>> START Records to use

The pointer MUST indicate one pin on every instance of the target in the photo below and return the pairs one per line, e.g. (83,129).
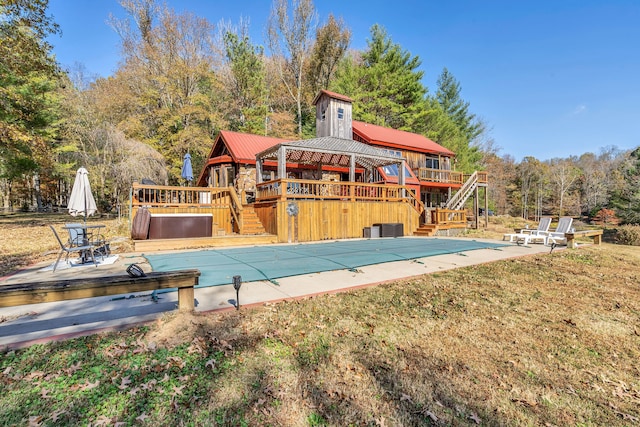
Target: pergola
(328,150)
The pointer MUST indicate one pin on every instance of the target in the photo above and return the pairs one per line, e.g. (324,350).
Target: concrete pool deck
(38,323)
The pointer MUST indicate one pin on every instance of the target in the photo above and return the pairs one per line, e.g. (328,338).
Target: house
(232,160)
(351,176)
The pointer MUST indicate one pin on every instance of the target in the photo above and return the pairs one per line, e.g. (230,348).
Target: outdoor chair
(531,235)
(558,235)
(67,249)
(76,234)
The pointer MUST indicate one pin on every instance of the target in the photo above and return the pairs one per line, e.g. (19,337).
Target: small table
(571,242)
(90,236)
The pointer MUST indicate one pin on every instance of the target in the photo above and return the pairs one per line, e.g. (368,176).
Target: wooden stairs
(251,224)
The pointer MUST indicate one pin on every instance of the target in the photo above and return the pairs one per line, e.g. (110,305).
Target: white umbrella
(81,201)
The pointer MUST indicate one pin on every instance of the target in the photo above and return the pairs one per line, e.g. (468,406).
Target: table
(90,236)
(571,243)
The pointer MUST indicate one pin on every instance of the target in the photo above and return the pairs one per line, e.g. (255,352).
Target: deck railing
(449,217)
(447,176)
(439,175)
(292,189)
(183,199)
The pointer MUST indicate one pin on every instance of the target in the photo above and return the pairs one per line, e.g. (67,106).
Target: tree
(529,174)
(563,174)
(245,82)
(626,198)
(289,30)
(448,97)
(385,84)
(332,41)
(169,68)
(29,81)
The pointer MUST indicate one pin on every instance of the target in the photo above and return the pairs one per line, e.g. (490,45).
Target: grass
(25,238)
(550,339)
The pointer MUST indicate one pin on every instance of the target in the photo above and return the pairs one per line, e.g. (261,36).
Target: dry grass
(25,238)
(552,339)
(549,340)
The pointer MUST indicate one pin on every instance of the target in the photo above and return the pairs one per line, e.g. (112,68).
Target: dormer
(333,115)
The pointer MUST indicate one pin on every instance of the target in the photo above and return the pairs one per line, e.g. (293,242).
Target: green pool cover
(218,266)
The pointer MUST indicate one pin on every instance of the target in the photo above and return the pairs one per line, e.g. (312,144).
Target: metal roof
(329,150)
(398,139)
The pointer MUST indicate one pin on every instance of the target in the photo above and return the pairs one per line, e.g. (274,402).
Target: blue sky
(550,78)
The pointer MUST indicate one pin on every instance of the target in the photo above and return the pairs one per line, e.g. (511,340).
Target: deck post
(282,162)
(352,168)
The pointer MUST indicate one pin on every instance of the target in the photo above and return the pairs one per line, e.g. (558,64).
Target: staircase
(250,222)
(460,198)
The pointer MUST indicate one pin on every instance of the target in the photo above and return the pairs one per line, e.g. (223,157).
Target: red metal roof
(331,94)
(388,137)
(245,146)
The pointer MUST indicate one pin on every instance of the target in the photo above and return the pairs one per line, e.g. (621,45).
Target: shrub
(628,235)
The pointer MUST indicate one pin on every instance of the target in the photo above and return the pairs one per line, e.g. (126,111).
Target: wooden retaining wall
(332,219)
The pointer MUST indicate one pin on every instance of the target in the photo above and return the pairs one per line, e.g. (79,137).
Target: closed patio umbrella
(81,201)
(187,171)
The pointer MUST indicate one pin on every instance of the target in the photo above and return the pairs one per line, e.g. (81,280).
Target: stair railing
(235,206)
(458,200)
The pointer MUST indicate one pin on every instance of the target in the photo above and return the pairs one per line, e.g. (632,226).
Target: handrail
(295,189)
(463,194)
(439,175)
(236,208)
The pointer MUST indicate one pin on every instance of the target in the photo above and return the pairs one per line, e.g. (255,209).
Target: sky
(550,78)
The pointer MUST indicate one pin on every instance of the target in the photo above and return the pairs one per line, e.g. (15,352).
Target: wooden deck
(203,242)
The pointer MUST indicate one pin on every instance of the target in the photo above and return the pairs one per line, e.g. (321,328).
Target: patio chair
(527,235)
(84,249)
(76,234)
(558,235)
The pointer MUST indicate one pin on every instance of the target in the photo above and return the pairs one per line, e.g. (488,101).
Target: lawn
(550,339)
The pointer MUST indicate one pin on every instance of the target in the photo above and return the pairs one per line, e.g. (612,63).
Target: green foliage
(628,235)
(626,199)
(448,97)
(247,101)
(385,84)
(29,103)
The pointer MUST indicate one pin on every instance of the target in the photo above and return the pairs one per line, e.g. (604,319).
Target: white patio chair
(558,235)
(67,249)
(531,235)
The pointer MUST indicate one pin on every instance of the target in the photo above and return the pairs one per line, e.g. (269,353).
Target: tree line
(181,79)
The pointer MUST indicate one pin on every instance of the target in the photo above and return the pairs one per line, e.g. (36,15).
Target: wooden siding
(327,121)
(333,219)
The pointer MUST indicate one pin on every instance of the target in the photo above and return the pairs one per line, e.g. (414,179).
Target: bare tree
(563,174)
(332,41)
(289,30)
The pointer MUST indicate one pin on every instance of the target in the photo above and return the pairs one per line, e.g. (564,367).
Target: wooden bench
(571,242)
(62,290)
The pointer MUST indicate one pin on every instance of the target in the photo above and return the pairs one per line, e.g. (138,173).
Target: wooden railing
(447,176)
(449,217)
(181,199)
(439,175)
(292,189)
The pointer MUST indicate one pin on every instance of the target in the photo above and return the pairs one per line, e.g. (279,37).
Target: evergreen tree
(29,85)
(448,96)
(246,85)
(385,83)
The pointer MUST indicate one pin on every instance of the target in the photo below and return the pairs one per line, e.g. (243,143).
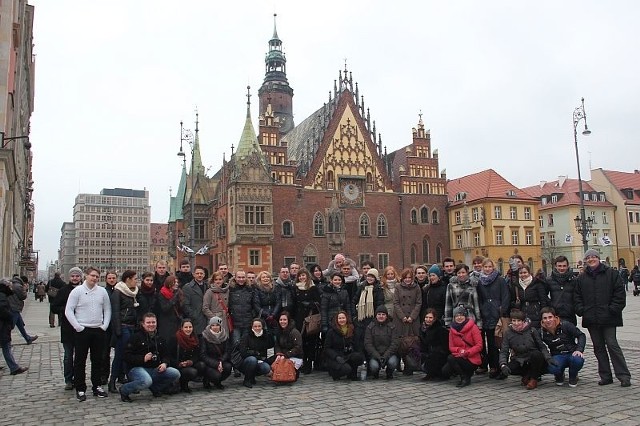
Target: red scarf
(166,292)
(187,343)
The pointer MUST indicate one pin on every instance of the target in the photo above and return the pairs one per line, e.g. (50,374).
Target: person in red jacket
(465,344)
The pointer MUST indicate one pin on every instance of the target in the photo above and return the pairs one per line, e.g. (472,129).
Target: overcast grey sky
(496,81)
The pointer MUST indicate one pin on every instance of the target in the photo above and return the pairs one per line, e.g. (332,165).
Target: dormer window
(461,196)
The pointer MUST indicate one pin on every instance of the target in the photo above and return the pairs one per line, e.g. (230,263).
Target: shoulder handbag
(53,291)
(236,355)
(312,324)
(501,327)
(284,370)
(227,313)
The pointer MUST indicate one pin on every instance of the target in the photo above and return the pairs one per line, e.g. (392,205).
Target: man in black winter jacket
(148,356)
(566,344)
(599,300)
(560,286)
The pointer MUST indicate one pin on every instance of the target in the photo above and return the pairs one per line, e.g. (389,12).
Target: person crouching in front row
(147,355)
(341,359)
(465,345)
(523,351)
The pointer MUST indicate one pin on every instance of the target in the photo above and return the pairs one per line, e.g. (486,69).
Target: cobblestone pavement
(38,397)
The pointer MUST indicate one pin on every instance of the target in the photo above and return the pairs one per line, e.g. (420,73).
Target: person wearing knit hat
(75,271)
(465,344)
(435,269)
(599,298)
(590,253)
(460,310)
(381,344)
(374,272)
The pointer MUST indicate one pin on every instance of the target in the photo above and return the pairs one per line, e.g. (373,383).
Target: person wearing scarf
(215,353)
(307,297)
(434,346)
(147,295)
(367,299)
(184,353)
(124,316)
(169,308)
(493,297)
(253,350)
(561,286)
(381,343)
(341,358)
(528,294)
(465,345)
(523,351)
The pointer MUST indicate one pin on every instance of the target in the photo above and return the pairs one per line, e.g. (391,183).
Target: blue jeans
(252,368)
(67,362)
(605,347)
(8,356)
(574,363)
(392,364)
(141,378)
(117,366)
(18,322)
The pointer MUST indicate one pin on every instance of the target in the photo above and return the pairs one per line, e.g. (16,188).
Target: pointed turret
(198,168)
(176,203)
(275,89)
(248,151)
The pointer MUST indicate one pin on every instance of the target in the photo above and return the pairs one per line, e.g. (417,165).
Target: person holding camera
(148,356)
(381,342)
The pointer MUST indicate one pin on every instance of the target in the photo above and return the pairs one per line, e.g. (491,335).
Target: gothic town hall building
(308,191)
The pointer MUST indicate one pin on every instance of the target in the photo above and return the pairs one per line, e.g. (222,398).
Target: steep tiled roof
(625,180)
(567,191)
(485,184)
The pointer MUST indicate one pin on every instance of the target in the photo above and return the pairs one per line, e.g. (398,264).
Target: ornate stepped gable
(337,140)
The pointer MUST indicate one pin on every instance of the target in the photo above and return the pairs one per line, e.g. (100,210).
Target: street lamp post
(583,225)
(186,136)
(110,221)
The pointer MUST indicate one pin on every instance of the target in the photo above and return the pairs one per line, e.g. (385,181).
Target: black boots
(112,386)
(465,380)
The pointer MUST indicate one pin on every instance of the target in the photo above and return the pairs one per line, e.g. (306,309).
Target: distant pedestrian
(41,293)
(16,301)
(599,299)
(53,287)
(6,324)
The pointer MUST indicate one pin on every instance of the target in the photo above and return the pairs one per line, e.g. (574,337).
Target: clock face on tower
(351,192)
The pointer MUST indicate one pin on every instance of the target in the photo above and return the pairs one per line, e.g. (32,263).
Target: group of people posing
(453,321)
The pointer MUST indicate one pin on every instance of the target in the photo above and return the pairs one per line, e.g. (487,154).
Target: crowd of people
(449,321)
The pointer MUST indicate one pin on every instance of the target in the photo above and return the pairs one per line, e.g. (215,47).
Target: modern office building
(110,231)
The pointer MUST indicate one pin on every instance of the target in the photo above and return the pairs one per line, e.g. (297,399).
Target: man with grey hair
(599,299)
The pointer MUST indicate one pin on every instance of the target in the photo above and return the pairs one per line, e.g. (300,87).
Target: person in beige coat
(216,299)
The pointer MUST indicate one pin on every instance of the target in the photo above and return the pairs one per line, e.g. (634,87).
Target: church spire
(248,144)
(276,85)
(197,158)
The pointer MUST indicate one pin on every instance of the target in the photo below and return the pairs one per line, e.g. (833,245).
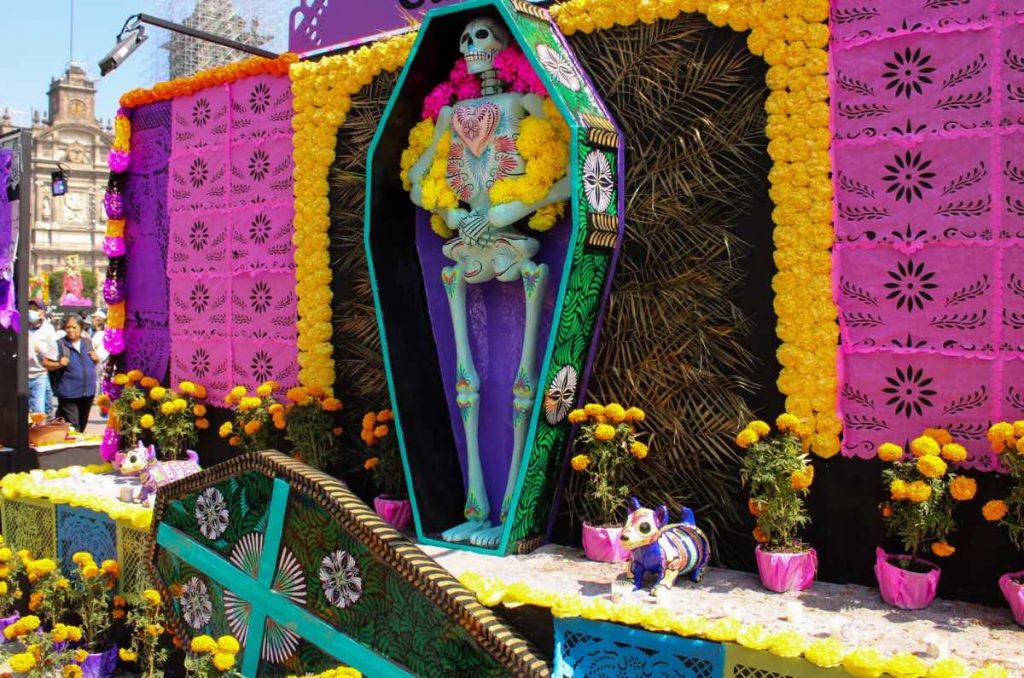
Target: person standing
(75,372)
(42,346)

>> END Records to use

Written task:
Copy the rows above, from the line containing "line, e.g. (32,263)." through the end of the rows, without changing anything. Leave the pictures out.

The completed task:
The pointer MUST indicate one pin on every instance of the target in the photo above and return the pairs one per line, e.g. (32,263).
Target: group of people posing
(453,321)
The pointer MUST indicate one pin on every instance of the target in the photo above and return the pairs one per line, e.g. (487,154).
Target: crowd of people
(449,321)
The pointer MUST indicate one pin on every instance of the target in the photo above and return the pairs one per line, e.g. (215,47).
Target: modern office building
(110,231)
The pointer MUST indicate one pin on every instance of the target in the photo above and return the pairs one per line, e.g. (297,399).
Target: man with grey hair
(599,299)
The pointer MUST indicate one pin on every instance of the target in the photo above and return the pairs one per line, e.g. (300,87).
Target: person in beige coat
(216,299)
The pointer MUST indicate one pin on every instance of the target in the photo above and return the pairs one per line, e.g. (634,87).
Target: church spire
(248,144)
(276,85)
(197,158)
The pointer MUST indicate one pin on every instance of the target in the photo below and return the pairs one per line, e.g. (833,245).
Target: person standing
(75,372)
(42,346)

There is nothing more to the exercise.